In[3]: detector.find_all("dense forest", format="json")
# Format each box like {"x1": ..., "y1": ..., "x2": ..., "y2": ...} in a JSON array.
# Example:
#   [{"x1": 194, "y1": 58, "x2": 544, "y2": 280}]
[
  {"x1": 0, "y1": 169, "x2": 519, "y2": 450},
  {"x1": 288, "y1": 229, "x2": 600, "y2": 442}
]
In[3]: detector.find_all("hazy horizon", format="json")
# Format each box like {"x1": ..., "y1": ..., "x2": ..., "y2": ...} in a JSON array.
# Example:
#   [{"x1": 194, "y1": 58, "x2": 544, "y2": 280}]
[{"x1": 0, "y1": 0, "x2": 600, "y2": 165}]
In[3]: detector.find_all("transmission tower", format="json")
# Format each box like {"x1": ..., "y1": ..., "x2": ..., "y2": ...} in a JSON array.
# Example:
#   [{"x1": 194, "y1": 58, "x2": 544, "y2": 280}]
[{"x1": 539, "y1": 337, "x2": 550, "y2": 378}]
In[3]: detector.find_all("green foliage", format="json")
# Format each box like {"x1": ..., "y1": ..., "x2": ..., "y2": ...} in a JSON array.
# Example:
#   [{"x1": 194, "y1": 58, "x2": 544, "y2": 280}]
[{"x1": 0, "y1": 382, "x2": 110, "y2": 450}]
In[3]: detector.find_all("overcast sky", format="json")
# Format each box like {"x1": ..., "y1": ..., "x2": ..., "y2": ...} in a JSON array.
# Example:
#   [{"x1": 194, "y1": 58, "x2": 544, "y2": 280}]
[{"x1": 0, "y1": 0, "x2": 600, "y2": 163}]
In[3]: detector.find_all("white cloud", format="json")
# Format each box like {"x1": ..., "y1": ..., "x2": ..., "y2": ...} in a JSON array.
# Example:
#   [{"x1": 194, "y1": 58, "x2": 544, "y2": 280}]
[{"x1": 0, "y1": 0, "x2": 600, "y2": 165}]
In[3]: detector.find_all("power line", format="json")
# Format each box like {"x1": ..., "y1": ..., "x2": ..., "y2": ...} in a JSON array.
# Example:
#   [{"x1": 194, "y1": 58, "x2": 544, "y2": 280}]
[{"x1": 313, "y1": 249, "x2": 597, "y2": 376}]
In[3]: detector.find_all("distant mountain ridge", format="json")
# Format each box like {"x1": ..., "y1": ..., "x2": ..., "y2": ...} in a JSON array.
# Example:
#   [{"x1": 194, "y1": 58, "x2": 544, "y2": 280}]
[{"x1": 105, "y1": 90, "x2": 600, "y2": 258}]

→ **WHAT THE TASK ASKS**: Copy every one of the records above line for line, without changing a single character.

→ **SOLUTION FOR THIS EXERCISE**:
In[3]: detector.find_all("dense forest", format="json")
# Format each box like {"x1": ..., "y1": ..., "x2": ..., "y2": ...} in a JSON array.
# Example:
#   [{"x1": 194, "y1": 58, "x2": 544, "y2": 280}]
[
  {"x1": 0, "y1": 169, "x2": 519, "y2": 450},
  {"x1": 288, "y1": 229, "x2": 600, "y2": 442}
]
In[3]: detector.find_all("hazy horizon", format="json")
# Format each box like {"x1": ..., "y1": ..., "x2": ..., "y2": ...} in a JSON array.
# Example:
#   [{"x1": 194, "y1": 58, "x2": 544, "y2": 280}]
[{"x1": 0, "y1": 0, "x2": 600, "y2": 165}]
In[3]: detector.find_all("transmission tower", format="json")
# Format each box like {"x1": ..., "y1": ..., "x2": ..., "y2": ...} in a JSON array.
# Example:
#   [{"x1": 194, "y1": 58, "x2": 544, "y2": 280}]
[{"x1": 539, "y1": 337, "x2": 550, "y2": 378}]
In[3]: detector.find_all("green foliage", format="json")
# Format each box like {"x1": ..., "y1": ..., "x2": ..., "y2": ...} in a JSON array.
# Example:
#   [{"x1": 194, "y1": 58, "x2": 544, "y2": 280}]
[{"x1": 0, "y1": 382, "x2": 110, "y2": 450}]
In[3]: detector.find_all("overcast sky", format="json")
# Format each box like {"x1": ..., "y1": ..., "x2": ..., "y2": ...} in a JSON array.
# Example:
#   [{"x1": 194, "y1": 58, "x2": 544, "y2": 280}]
[{"x1": 0, "y1": 0, "x2": 600, "y2": 163}]
In[3]: detector.find_all("white cloud", format="json")
# Format each box like {"x1": ..., "y1": ..., "x2": ..., "y2": ...} in a JSON array.
# Example:
#   [{"x1": 194, "y1": 58, "x2": 544, "y2": 280}]
[{"x1": 0, "y1": 0, "x2": 600, "y2": 165}]
In[3]: detector.find_all("power line", format="json")
# Format each box like {"x1": ..., "y1": ..., "x2": ..., "y2": ...} in a JSON array.
# Example:
#   [{"x1": 194, "y1": 58, "x2": 544, "y2": 280}]
[{"x1": 313, "y1": 249, "x2": 597, "y2": 376}]
In[3]: detector.find_all("distant mountain ridge", format="json")
# Format each box like {"x1": ..., "y1": ..., "x2": ..., "y2": ...} in a JSON array.
# Example:
#   [{"x1": 194, "y1": 58, "x2": 544, "y2": 280}]
[{"x1": 105, "y1": 90, "x2": 600, "y2": 258}]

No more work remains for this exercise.